-- START OF Data shown --

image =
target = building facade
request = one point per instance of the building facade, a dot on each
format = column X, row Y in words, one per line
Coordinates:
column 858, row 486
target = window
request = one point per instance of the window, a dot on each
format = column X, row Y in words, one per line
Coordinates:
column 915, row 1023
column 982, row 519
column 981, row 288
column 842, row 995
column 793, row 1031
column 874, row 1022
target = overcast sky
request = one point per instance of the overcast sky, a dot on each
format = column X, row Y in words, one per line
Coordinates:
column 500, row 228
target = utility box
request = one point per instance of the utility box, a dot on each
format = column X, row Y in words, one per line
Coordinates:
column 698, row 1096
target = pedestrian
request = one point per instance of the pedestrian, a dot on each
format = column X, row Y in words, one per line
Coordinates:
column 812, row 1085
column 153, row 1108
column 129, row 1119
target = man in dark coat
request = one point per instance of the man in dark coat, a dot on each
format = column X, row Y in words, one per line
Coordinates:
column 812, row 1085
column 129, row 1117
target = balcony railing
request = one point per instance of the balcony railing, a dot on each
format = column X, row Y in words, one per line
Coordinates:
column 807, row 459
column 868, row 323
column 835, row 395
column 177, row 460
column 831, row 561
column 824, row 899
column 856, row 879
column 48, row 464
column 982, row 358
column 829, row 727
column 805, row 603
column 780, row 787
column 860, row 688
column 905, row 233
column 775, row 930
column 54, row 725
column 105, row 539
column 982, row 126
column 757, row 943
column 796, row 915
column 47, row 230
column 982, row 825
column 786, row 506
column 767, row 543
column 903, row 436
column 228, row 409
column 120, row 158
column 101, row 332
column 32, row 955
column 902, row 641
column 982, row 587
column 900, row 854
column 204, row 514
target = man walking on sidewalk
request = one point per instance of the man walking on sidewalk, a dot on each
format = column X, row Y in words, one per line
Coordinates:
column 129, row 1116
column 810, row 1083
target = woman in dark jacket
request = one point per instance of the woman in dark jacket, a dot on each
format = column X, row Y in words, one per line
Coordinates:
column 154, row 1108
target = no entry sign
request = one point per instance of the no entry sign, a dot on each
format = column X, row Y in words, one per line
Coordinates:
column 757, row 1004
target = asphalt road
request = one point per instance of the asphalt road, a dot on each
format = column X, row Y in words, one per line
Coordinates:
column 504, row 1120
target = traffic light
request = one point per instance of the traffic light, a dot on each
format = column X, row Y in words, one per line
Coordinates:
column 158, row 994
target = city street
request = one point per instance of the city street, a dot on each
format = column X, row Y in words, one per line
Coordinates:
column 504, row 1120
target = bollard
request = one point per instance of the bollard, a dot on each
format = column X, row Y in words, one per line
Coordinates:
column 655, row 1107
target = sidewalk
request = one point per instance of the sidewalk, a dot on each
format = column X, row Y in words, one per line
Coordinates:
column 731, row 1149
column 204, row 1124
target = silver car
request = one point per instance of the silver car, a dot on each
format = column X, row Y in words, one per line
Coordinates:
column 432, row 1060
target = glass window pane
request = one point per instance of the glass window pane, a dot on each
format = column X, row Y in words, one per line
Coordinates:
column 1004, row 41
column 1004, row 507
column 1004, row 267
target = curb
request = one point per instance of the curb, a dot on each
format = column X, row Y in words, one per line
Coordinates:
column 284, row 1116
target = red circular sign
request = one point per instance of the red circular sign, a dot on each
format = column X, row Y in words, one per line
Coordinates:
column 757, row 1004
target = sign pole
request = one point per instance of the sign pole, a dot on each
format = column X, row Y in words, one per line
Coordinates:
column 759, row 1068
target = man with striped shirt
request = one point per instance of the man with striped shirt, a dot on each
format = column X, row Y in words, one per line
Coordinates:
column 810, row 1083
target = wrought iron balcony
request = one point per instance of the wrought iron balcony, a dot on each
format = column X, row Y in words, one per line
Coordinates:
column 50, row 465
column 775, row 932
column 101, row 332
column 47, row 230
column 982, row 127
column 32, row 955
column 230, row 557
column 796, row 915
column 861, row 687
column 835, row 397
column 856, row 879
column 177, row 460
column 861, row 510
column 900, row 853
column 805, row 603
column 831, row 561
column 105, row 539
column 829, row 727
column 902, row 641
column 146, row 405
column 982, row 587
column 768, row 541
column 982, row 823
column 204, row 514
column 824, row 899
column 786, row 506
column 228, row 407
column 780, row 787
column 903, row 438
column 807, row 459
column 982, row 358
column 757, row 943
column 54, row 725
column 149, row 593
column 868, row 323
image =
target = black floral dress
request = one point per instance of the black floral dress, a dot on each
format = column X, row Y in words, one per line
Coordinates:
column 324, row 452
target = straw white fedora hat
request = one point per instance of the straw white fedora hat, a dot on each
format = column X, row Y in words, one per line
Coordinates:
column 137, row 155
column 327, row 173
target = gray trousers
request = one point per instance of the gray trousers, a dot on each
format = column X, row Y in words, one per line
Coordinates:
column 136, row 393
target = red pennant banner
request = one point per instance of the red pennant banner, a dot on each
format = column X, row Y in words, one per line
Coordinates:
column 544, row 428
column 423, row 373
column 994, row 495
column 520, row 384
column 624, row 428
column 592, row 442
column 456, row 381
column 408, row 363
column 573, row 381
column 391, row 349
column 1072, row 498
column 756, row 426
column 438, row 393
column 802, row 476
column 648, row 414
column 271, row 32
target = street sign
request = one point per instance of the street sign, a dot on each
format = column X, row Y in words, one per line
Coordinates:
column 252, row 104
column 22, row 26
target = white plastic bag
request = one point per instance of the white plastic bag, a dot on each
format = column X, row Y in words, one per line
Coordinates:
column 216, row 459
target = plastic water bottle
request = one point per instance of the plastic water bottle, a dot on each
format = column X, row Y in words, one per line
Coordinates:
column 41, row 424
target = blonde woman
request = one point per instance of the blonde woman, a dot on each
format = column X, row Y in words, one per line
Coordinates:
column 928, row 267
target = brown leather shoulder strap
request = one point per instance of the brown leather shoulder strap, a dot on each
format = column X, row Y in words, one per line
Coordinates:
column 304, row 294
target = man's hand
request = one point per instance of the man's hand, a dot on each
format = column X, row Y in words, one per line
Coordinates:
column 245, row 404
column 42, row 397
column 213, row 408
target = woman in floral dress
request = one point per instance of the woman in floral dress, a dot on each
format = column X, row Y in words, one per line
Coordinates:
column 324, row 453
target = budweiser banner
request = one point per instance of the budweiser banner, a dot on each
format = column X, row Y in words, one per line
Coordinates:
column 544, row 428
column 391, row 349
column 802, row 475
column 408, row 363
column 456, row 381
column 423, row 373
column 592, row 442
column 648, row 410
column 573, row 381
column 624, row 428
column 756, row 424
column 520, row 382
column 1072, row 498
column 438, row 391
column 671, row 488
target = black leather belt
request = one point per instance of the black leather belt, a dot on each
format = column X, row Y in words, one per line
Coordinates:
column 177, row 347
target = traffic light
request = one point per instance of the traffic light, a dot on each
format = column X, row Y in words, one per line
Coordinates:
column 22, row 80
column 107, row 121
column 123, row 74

-- END OF Data shown --

# [Stated exercise]
Copy the material above word for word, from its first line through the line that holds "column 500, row 228", both included.

# [Result]
image =
target = building facade
request = one point per instance of the building facade, a dot on each
format = column X, row Y in words, one per line
Coordinates:
column 858, row 486
target = window
request = one point per instance of the window, a dot on each
format = column X, row Y in words, one per line
Coordinates:
column 915, row 1023
column 982, row 519
column 981, row 288
column 842, row 995
column 793, row 1031
column 874, row 1022
target = overcast sky
request = one point per instance of the overcast sky, a dot on each
format = column X, row Y in words, one per line
Coordinates:
column 500, row 228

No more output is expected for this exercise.